-------- Document section --------
LONDON AND ITS UNDERGROUND RAILWAYS

London owes its very existence to possessing a geographical position largely favourable to transport. Given its size, it is not surprising that it has a very complex un-derground-railway system. Despite its infrastructure, fabric and rolling stock creaking at the seams from time to time and the fact that it has become a political football, it has for long played and continues to have an essential part in the social, economic and cultural life of London. ‘Underground’ is something of a misnomer. Only about 42 per cent of the system actually runs below the surface.

It could be argued that it isn’t really a system at all in the strict sense of the word. In spite of the iconic nature of its logo, the station totem, the architectural merit of some of its buildings and the masterpiece of graphical design which is the Underground map, all giving a strong sense of system, the network grew up, at least until the early 1930s, in a largely piecemeal fashion. Many proposals for additional lines or extensions to existing ones have been mooted and then abandoned, never to see the light of day despite the likelihood that they were logical and would have made very useful contributions to the network. There are substantial parts of London that have never been well-served by the Underground network. Even with these reservations, the Underground is still a marvellous system. It is too easy to take it for granted; it is an essential part of the capital’s infrastructure – life in London would be very different without it, and worse.

It is impossible to appreciate the history of modern London without some understanding of how and why the underground railway network developed. What follows is a brief chronological account of the growth of what, for convenience, we will call the ‘system’. Some description and evaluation of the contribution that the system has made to London provides a useful background to the mysterious and often eerie events described in the main body of the book.

It may seem ironic to us in the twenty-first century that the London underground-railway network largely owes its origins to chronic road-traffic gridlock in the nineteenth century. It also results from the squalid living conditions endured by huge numbers of London’s working people and the laudable desire to create a means of transport which would enable them to live in healthier districts just outside the central part of the Metropolis.

The first underground line to be built ran the four miles from Bishops Road at Paddington to Farringdon and was opened in 1863. It had the effect of relieving the traffic congestion on the New Road, London’s first bypass. This is the permanent pandemonium of today’s Marylebone, Euston and Pentonville Roads. Back in the nineteenth century, this road funnelled large amounts of traffic from the north and west of London heading particularly to the City and the Docks. The line formed the nucleus of the Metropolitan Railway and was built just below street level on what became known as the ‘cut-and-cover’ method. Wherever possible, the line was built in a cutting along and under existing roads and was then bricked over except for portions left open to the elements. This method may have caused temporary chaos for traffic but it reduced the potential costs involved in the compulsory purchase of many of the buildings that lay around the path of the projected route.
--------
■ **Prompt A**: Can you repeat the London Underground passage word for word, beginning at the words "London owes its" and stopping after "below the surface."?
■ **Prompt B**: How would you sum up the London Underground passage in two sentences?
The data that come next are drawn from a separate source.
-------- Information provided --------
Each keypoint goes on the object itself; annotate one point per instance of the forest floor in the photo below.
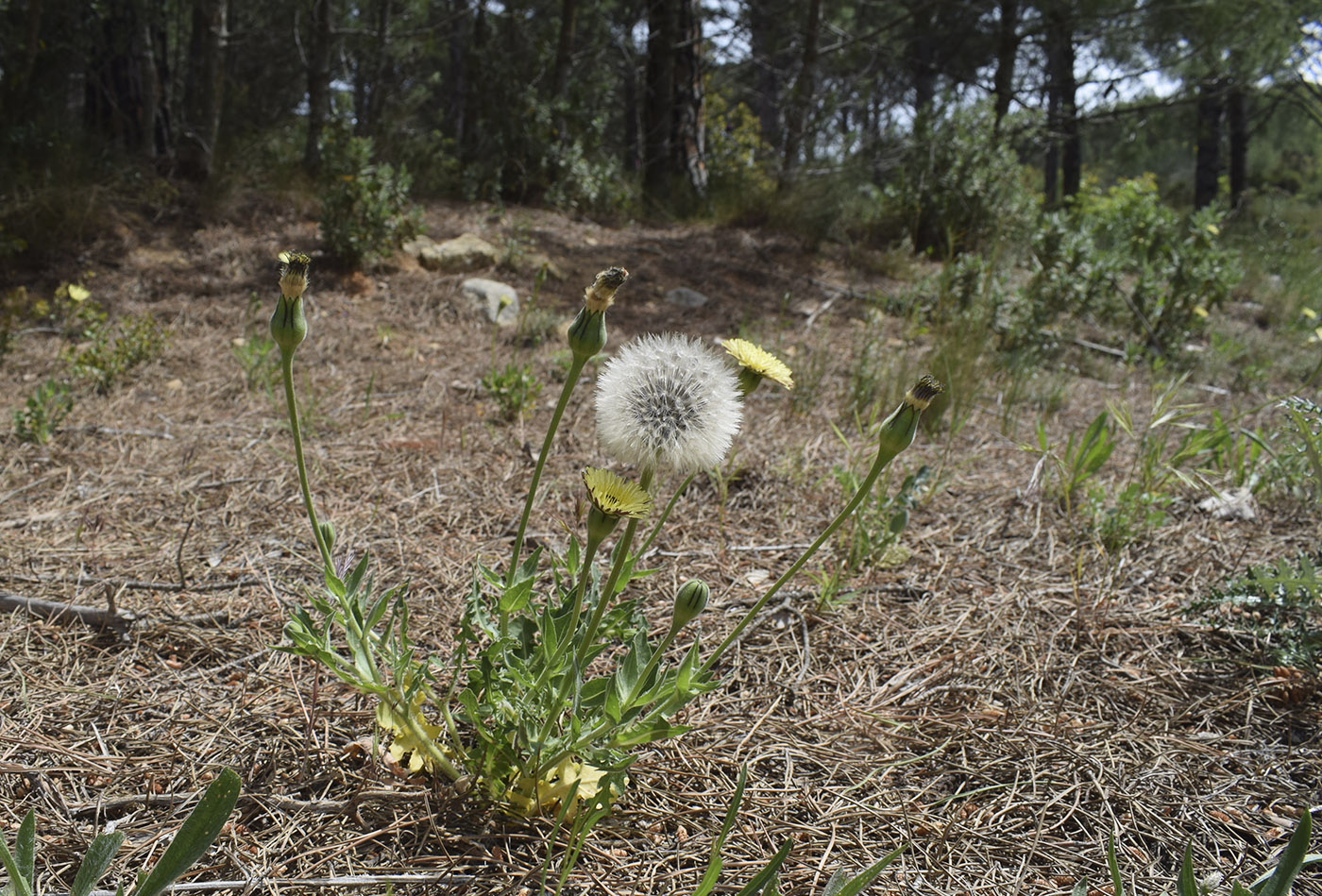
(1000, 703)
--------
■ **Task response A**:
London owes its very existence to possessing a geographical position largely favourable to transport. Given its size, it is not surprising that it has a very complex un-derground-railway system. Despite its infrastructure, fabric and rolling stock creaking at the seams from time to time and the fact that it has become a political football, it has for long played and continues to have an essential part in the social, economic and cultural life of London. ‘Underground’ is something of a misnomer. Only about 42 per cent of the system actually runs below the surface.

■ **Task response B**: London's complex underground-railway network, of which only about 42 percent runs below the surface, grew largely piecemeal until the early 1930s, yet it remains an essential part of the capital's life. It owes its origins to nineteenth-century road gridlock and the squalid living conditions of working people, and its first line, opened in 1863 from Bishops Road at Paddington to Farringdon, was built by the cut-and-cover method and relieved congestion on the New Road.